* _Assigned task_: In the records, each line holding "light" must be reported.

* _Extracted data_:

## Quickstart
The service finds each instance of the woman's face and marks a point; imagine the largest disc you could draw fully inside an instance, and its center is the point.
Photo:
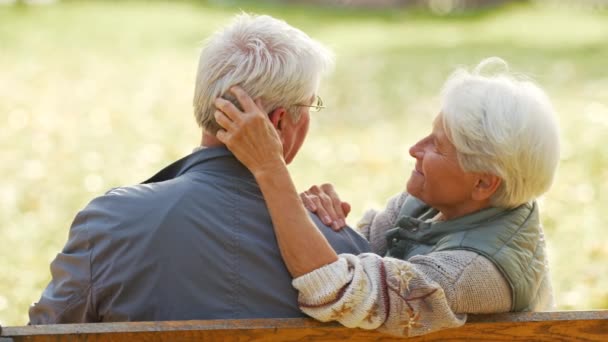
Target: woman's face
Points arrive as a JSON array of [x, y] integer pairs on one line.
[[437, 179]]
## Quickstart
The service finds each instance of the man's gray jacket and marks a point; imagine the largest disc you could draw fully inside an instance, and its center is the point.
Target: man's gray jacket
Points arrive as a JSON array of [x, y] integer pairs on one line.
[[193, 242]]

---

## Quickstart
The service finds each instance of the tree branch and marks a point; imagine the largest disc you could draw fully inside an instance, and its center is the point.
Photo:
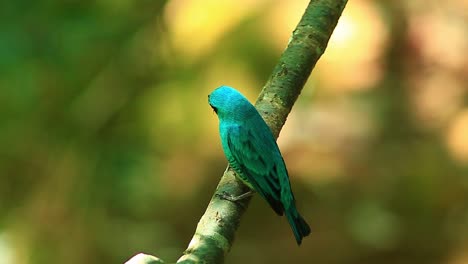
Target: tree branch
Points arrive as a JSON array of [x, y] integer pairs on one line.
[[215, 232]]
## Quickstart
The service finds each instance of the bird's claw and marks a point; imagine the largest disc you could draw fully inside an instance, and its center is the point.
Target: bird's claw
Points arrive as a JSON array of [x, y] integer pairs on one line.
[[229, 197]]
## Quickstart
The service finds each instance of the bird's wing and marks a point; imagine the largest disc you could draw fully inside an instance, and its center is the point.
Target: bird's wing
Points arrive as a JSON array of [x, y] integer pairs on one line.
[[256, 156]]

---

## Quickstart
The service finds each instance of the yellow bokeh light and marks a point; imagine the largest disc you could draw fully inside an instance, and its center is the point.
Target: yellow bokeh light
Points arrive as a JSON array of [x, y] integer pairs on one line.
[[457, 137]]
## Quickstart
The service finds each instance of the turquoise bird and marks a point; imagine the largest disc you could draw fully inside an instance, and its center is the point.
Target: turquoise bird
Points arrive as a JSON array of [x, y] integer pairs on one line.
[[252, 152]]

* _Answer box_:
The service finds each instance of the yellow bokeh light and marks a point; imagine the largest disc you could draw fully inside an instance, and its center is the point.
Target: yellow bokeh light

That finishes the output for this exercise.